[Dataset entries]
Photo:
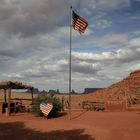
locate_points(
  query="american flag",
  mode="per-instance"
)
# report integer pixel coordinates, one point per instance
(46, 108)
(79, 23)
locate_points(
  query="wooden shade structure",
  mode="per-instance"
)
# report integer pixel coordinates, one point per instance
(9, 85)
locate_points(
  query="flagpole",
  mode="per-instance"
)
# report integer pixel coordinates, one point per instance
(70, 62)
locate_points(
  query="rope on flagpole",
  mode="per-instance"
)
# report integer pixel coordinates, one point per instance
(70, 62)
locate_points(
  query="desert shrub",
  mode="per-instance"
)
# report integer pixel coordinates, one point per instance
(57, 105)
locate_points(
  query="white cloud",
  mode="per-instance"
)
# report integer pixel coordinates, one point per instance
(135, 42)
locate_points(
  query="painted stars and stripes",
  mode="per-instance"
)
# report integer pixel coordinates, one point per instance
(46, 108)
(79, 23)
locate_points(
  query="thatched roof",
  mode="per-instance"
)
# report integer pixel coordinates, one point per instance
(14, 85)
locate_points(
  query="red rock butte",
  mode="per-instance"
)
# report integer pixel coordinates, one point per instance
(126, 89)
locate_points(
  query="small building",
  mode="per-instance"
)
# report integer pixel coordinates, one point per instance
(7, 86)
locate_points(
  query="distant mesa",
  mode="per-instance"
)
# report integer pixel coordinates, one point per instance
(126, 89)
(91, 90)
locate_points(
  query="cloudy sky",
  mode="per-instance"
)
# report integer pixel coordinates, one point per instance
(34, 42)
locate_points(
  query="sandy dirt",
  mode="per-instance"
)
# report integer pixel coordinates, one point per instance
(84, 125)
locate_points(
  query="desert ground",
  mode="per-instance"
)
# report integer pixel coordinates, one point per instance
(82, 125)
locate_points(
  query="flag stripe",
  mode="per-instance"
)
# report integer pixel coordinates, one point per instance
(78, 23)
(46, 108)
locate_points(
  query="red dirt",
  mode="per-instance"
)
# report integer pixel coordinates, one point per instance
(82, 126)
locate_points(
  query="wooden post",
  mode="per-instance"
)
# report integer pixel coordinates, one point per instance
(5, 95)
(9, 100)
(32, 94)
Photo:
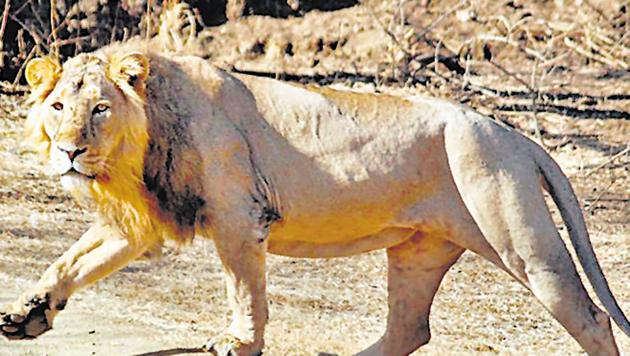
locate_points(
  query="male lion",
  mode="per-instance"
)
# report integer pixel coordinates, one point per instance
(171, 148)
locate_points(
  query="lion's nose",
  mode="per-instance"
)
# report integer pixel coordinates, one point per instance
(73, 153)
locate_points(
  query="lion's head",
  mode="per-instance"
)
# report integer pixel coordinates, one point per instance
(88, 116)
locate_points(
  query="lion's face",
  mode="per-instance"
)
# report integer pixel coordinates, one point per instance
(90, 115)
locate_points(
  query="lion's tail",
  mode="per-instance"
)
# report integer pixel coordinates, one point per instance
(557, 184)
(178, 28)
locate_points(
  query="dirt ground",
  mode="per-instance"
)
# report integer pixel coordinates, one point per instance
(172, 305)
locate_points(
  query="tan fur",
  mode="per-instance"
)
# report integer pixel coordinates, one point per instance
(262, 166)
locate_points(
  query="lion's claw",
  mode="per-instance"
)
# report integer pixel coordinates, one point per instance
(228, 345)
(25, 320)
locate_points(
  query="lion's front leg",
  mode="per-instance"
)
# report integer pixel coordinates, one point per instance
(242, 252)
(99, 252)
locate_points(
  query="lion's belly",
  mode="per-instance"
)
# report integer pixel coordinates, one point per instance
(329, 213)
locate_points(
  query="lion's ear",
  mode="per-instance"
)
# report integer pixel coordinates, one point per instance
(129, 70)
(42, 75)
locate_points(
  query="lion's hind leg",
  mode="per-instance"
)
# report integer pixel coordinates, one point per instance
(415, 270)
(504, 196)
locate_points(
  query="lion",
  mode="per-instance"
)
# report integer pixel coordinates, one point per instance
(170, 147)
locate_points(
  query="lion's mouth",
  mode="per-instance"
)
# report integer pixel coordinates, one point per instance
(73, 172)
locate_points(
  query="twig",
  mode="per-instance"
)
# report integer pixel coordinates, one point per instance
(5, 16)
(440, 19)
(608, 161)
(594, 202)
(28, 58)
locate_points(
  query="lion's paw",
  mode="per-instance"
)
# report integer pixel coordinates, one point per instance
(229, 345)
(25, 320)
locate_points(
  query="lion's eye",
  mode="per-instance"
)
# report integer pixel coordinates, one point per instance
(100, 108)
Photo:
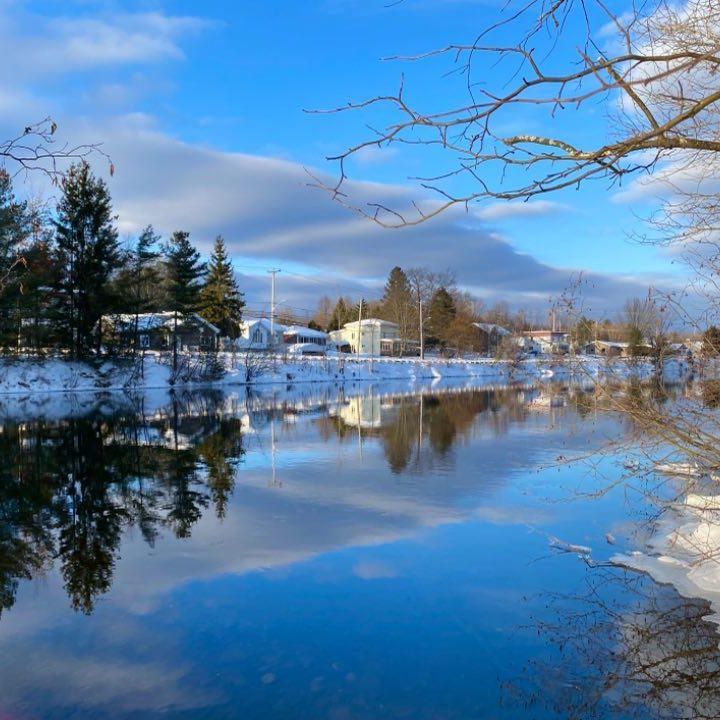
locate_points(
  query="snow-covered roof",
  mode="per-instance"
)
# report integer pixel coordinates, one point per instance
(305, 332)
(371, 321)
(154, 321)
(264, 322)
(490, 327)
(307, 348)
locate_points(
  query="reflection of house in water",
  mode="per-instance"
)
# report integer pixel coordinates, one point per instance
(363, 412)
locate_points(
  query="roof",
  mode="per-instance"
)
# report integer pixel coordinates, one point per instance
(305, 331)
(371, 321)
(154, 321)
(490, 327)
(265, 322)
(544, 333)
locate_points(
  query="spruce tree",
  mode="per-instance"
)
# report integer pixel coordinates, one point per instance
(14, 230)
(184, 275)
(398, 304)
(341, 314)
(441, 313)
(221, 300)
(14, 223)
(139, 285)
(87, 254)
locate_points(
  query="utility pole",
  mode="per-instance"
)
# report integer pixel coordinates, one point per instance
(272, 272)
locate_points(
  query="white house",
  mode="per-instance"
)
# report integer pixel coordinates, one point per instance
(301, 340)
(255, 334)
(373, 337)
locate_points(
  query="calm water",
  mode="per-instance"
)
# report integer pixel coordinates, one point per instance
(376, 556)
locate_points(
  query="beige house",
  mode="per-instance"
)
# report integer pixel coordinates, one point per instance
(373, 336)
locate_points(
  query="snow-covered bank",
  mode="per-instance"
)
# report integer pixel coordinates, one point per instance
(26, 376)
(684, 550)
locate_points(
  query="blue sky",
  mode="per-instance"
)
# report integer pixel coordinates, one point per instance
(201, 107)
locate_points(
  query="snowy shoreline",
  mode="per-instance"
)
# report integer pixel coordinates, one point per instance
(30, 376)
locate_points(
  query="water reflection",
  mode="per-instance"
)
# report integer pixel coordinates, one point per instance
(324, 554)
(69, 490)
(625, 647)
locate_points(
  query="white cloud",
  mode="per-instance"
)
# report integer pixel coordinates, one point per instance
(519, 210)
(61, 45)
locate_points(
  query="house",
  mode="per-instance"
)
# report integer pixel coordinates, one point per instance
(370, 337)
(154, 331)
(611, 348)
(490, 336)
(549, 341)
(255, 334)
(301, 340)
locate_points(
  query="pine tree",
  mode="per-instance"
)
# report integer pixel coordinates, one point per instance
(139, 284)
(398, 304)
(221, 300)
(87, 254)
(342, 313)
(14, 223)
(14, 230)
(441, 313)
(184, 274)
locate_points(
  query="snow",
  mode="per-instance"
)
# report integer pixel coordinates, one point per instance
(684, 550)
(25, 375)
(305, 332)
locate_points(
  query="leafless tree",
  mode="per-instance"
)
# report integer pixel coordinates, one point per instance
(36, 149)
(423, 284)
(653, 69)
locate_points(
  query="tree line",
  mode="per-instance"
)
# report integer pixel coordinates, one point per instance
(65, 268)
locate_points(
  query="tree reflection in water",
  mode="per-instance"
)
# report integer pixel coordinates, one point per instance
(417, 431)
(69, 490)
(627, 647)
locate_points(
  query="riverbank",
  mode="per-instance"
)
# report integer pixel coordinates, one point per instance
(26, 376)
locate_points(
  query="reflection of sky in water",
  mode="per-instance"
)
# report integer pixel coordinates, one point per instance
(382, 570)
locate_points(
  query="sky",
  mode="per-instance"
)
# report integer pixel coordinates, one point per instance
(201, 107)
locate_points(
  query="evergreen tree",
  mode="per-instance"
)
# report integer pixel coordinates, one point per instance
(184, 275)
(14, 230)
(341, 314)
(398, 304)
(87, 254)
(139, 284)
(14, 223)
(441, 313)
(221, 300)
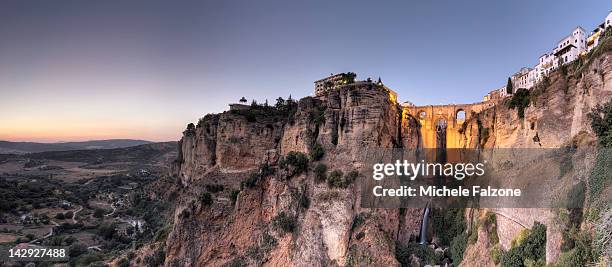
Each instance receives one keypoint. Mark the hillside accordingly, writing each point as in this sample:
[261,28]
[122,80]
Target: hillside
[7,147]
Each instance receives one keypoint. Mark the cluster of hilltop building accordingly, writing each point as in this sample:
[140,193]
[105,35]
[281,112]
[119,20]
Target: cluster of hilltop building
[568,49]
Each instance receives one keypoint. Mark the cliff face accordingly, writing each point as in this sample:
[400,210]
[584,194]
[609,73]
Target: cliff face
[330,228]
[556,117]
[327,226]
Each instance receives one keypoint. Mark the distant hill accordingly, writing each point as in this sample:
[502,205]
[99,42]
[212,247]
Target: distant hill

**YOUR OBJECTIVE**
Work out how many lines in the records above contain the word "flagpole". State only that number.

**THE COMPLETED TASK**
2